A die-hard retributivist and an efficiency-obsessed utilitarian walk into a bar... and start discussing punishment theory. Beyond their propensity for the abstruse, what might these two philosophical opponents share in common? If anything, it will be the belief that the intentional harm (punishment) a state inflicts upon its own citizens be calibrated to the perceived severity of the crimes those citizens commit. For the former, proportionality is fundamental; for the latter, the loss of marginal deterrence that follows imposition of disproportionate punishments would be unpalatable. How, then, does punishment affect the subjective well-being of those who are punished? That is the question Professors Jonathan Masur, John Bronsteen, and Christopher Buccafusco set out to answer in their new paper, Happiness and Punishment (forthcoming U Chi L Rev), which they presented at the Crime and Punishment Workshop last week.
Using recent empirical research in hedonic psychology (that is, the study of subjective well-being), the authors arrived upon several interesting conclusions. First, monetary harm, it seems, has very little long-term effect on happiness, and as such, probably little punitive consequence. Increasing the size of the fine, moreover, does not decrease happiness proportionally—humans apparently adapt well to new financial circumstances (so long as the fines do not impede upon subsistence).
Second, and perhaps more important, imprisonment does not affect happiness in ways one might expect. Though those imprisoned experience a significant drop in happiness in the initial periods of confinement, adaption to suffering is seen here too, in the form of happiness rebound (though not to original levels). At the same time, no matter the length of incarceration, prisoners' happiness is negatively affected long term, a result which no adaptive mechanism seems to counteract. The latter result ought to make sense intuitively. Life after prison, encumbered by destroyed relationships, social stigma, difficulties with employment, and diseases acquired while incarcerated, naturally ought to be worse than life before.
The presentation attracted an unusually large number of faculty and students, many of whom raised interesting points. Why, for instance, pondered one faculty member, did longer prison terms not lead to increased unhappiness since more time spent away from family, friends, and significant others was likely to destroy those relationships more thoroughly? The likely answer: the initial period of imprisonment (say, one or two years) is sufficient to destroy most relationships, leading to a leveling off of the happiness function thereafter.
Also, what to make of the fact that imprisonment inevitably leads to irretrievable losses (e.g., not getting to watch one's kids grow up?), yet happiness appears to rebound relatively well regardless? First, adaptation does not result in a complete rebound in happiness, so presumably the net difference in happiness (before and after prison) already accounts for this loss, though it may be smaller than we might expect. Second, since measures of happiness are subjective, it is possible that prisoners either do not take into account such losses while reporting their happiness, or simply do not care about these losses in the first place.
Finally, much discussion focused on ways to break the adaptation phenomenon. Research suggests that introducing uncertainty will inhibit adaptation, but implementing such uncertainty is likely to prove costly, politically infeasible, or both. Arbitrary and capricious sentencing, infliction of low levels of constant pain, and random ex post shortening of sentences may all introduce uncertainty, but the slide into torture would be difficult to abate.
If the results the authors presented are indeed correct, in that humans do not respond to proportional increases in punishment, the current system may be worse off than anyone imagined. The choice between slapping a criminal on the wrist and ruining her life is hardly any choice at all. Though no immediate solution seems forthcoming, this paper raises troubling issues of policy that beg for changes accommodating of proportional punishments.

-------

:: Aim of the exercise ::
Reproduce the passage of the workshop write-up that runs from "If the results" to "of proportional punishments.".

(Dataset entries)
-------

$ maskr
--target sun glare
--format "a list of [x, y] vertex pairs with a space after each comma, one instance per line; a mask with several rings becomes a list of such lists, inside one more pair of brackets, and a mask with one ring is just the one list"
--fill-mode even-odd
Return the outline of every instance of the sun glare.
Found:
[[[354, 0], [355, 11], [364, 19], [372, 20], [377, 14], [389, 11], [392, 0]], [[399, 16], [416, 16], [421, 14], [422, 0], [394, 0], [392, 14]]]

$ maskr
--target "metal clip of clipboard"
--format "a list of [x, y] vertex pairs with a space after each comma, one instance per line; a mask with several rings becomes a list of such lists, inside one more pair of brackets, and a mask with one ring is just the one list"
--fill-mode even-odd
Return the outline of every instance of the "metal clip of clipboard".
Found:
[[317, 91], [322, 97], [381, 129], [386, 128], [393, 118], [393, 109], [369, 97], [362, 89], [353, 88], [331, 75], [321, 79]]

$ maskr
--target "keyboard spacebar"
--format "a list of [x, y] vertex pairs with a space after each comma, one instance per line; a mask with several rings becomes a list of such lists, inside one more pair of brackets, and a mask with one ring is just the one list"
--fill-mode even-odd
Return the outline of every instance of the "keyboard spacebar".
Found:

-------

:: Output of the exercise ::
If the results the authors presented are indeed correct, in that humans do not respond to proportional increases in punishment, the current system may be worse off than anyone imagined. The choice between slapping a criminal on the wrist and ruining her life is hardly any choice at all. Though no immediate solution seems forthcoming, this paper raises troubling issues of policy that beg for changes accommodating of proportional punishments.